[Document excerpt — start]
$58,752 for 18 Days of Involuntary Committment to Mental Hospital August 14, 2010Posted by Crazy Mermaid in Escalating Healthcare Costs, Health Insurance and Mental Illness, Involuntary Committment, Mental Hospital, mental illness.
Tags: Escalating Healthcare Costs, Involuntary Committment, Mental Hospitals, mental illness
$58,752. Take a good look at this number. It’s the cost for 18 days of room and board (no additional services like medication and Dr. visits are included) at Fairfax, a private mental hospital in Kirkland, Washington.*, where I was involuntarily committed back in May 2008 to mid June 2008. That breaks down to $3,900.20 per day for the first 10 days and $2,468.75 for the final 8 days.
At Eastern State Hospital (WA), a comparative public facility, the average cost per day for a stay there is $524 per day. My stay there (room and board ONLY) would have cost $9,432. At Western State Hospital in Lakewood, Washington, also a public facility, the average cost per day is $438. My cost for 18 days of room and board there would have been $7,884. Fairfax, a private hospital, charged over six times as much for the identical service. What’s wrong with this picture?
[Document excerpt — finish]
[Supplied records — start]
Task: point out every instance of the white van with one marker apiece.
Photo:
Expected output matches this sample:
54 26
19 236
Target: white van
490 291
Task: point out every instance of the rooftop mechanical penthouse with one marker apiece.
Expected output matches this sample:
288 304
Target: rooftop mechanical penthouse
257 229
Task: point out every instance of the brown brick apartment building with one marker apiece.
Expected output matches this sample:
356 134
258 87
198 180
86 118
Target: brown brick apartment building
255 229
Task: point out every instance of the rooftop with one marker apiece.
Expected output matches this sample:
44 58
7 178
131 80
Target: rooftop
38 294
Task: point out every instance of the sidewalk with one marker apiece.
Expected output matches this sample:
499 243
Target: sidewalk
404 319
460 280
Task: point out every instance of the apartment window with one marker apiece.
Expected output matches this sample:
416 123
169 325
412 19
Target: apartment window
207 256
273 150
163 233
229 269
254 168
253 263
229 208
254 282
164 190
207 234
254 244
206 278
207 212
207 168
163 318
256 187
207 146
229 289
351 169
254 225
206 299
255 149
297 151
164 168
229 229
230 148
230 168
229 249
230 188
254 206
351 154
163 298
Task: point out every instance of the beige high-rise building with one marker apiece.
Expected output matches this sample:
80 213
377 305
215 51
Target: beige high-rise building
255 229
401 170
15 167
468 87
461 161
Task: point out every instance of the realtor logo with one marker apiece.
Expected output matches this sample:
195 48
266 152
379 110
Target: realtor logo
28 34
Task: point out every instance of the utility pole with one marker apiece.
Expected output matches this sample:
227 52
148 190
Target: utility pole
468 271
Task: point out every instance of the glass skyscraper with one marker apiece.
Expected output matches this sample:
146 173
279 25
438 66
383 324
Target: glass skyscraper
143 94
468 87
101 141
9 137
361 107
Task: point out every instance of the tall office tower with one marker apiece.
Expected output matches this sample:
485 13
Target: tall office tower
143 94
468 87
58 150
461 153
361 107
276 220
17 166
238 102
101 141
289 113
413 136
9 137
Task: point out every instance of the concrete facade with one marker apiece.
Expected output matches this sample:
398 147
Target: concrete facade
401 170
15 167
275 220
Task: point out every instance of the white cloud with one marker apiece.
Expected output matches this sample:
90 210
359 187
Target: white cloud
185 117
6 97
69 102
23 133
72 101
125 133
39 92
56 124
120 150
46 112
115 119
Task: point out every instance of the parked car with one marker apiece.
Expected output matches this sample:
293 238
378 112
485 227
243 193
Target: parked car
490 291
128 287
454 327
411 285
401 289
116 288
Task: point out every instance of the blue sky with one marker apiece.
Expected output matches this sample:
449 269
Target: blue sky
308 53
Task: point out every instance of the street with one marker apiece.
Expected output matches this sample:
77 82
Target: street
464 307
[Supplied records — finish]
[Supplied records — start]
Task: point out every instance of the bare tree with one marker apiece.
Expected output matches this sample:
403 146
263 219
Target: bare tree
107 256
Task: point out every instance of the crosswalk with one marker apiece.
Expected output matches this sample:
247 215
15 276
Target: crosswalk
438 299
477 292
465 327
[Supplied records — finish]
The problem
Quote the entire blog post on the cost of involuntary commitment to a mental hospital, word for word.

Result below
$58,752 for 18 Days of Involuntary Committment to Mental Hospital August 14, 2010Posted by Crazy Mermaid in Escalating Healthcare Costs, Health Insurance and Mental Illness, Involuntary Committment, Mental Hospital, mental illness.
Tags: Escalating Healthcare Costs, Involuntary Committment, Mental Hospitals, mental illness
$58,752. Take a good look at this number. It’s the cost for 18 days of room and board (no additional services like medication and Dr. visits are included) at Fairfax, a private mental hospital in Kirkland, Washington.*, where I was involuntarily committed back in May 2008 to mid June 2008. That breaks down to $3,900.20 per day for the first 10 days and $2,468.75 for the final 8 days.
At Eastern State Hospital (WA), a comparative public facility, the average cost per day for a stay there is $524 per day. My stay there (room and board ONLY) would have cost $9,432. At Western State Hospital in Lakewood, Washington, also a public facility, the average cost per day is $438. My cost for 18 days of room and board there would have been $7,884. Fairfax, a private hospital, charged over six times as much for the identical service. What’s wrong with this picture?